Exercise aim:
Which lines below contain the word "boardwalk"? Show each of them in full.

#####

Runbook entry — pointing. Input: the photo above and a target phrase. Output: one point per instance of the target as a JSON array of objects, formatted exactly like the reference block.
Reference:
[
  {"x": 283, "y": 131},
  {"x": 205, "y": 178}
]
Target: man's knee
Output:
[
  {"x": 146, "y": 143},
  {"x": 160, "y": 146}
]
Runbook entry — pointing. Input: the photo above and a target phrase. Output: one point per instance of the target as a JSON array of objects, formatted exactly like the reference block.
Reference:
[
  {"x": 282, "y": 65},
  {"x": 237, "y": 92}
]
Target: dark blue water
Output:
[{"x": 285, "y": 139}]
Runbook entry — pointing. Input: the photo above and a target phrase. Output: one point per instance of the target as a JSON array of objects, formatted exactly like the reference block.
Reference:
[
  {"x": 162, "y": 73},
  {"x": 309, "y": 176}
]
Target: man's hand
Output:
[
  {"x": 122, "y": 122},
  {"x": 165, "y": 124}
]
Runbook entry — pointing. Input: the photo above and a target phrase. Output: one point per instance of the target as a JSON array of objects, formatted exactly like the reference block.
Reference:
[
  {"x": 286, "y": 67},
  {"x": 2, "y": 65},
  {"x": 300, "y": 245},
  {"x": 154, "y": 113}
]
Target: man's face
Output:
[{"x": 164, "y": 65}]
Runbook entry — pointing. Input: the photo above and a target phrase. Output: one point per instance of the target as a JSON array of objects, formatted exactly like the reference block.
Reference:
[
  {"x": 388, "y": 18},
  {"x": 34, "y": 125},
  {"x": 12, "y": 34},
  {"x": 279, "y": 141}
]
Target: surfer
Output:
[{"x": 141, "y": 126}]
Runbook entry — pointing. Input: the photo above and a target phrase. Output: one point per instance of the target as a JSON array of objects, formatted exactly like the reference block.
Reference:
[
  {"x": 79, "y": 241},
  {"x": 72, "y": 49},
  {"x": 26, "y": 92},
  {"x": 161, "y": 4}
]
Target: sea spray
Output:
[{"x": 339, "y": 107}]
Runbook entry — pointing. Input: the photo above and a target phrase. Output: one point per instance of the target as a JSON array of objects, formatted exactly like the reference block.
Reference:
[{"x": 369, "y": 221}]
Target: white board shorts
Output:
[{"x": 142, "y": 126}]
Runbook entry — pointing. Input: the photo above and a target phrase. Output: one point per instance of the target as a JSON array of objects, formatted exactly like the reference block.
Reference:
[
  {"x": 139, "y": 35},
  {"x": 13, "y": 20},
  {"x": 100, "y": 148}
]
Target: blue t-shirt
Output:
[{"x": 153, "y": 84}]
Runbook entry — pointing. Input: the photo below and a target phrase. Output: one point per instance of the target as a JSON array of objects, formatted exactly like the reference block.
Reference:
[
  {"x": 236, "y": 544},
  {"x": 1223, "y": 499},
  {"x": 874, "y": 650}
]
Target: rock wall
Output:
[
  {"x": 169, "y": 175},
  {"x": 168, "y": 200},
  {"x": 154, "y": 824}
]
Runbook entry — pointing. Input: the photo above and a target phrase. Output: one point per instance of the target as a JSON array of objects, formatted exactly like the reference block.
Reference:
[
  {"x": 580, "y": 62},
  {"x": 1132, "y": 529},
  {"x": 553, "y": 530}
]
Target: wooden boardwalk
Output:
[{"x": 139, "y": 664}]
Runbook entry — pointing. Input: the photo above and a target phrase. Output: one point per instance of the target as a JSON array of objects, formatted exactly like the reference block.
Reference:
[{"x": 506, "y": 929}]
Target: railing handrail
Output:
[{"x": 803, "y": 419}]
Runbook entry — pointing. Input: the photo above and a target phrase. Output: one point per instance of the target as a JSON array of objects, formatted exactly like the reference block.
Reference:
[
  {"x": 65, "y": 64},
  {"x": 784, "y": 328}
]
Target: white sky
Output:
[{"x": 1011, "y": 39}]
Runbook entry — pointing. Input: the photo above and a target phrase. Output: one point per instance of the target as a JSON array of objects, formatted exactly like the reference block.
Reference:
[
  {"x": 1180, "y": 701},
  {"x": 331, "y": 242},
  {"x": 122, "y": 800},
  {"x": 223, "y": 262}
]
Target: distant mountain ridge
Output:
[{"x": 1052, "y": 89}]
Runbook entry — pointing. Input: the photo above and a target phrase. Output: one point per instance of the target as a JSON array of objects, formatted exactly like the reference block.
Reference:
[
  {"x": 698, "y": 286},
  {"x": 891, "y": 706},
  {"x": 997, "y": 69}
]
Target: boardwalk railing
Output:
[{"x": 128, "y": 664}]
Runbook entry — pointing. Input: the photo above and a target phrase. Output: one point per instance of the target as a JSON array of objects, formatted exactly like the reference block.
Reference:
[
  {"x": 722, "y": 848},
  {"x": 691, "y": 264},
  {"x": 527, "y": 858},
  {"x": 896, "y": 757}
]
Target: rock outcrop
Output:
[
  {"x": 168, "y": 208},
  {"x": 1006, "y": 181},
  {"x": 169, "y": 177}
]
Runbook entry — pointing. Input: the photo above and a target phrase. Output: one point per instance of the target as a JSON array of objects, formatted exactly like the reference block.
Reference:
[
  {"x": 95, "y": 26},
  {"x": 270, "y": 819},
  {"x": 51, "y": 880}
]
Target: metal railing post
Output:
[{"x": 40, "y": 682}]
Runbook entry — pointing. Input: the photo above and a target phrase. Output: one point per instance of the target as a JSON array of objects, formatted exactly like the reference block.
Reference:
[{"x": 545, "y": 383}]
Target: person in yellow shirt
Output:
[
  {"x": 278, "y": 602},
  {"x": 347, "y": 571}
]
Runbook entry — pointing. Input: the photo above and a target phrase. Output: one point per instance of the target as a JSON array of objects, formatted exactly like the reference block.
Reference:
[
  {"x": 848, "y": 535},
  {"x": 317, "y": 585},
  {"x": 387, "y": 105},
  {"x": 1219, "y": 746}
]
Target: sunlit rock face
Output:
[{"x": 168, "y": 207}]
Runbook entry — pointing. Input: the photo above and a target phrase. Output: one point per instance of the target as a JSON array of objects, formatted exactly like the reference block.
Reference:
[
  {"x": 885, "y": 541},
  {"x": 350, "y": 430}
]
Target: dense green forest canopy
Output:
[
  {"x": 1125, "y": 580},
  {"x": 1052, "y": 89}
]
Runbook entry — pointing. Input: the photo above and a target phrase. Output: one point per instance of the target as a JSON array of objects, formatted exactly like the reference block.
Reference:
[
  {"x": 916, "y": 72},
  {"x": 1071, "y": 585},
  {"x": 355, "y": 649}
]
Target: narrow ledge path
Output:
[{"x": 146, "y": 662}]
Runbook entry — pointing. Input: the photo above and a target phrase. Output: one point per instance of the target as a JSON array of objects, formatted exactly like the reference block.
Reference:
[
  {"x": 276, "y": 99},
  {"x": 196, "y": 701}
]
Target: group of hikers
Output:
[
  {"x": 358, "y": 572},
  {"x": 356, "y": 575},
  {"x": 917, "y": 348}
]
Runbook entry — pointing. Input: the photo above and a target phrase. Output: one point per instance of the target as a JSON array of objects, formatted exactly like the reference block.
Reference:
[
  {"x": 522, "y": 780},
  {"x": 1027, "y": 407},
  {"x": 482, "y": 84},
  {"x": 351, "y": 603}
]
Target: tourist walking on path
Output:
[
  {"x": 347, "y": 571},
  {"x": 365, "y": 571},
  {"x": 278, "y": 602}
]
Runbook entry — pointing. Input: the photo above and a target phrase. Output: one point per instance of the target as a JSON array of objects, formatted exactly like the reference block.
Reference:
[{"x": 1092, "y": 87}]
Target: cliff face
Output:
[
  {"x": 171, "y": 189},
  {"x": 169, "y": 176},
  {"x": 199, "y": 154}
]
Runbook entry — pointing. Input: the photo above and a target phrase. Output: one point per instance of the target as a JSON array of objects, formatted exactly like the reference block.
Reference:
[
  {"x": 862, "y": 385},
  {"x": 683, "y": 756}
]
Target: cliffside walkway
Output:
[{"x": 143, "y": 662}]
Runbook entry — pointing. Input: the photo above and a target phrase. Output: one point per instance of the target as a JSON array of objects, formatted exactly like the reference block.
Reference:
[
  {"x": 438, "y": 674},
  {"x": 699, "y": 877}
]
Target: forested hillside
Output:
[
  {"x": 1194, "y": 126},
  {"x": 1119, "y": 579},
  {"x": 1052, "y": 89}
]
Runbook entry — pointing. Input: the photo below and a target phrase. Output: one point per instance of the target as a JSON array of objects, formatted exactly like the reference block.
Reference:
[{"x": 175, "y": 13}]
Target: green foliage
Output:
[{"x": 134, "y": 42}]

#####

Written solution:
Target: wooden boardwalk
Target: boardwalk railing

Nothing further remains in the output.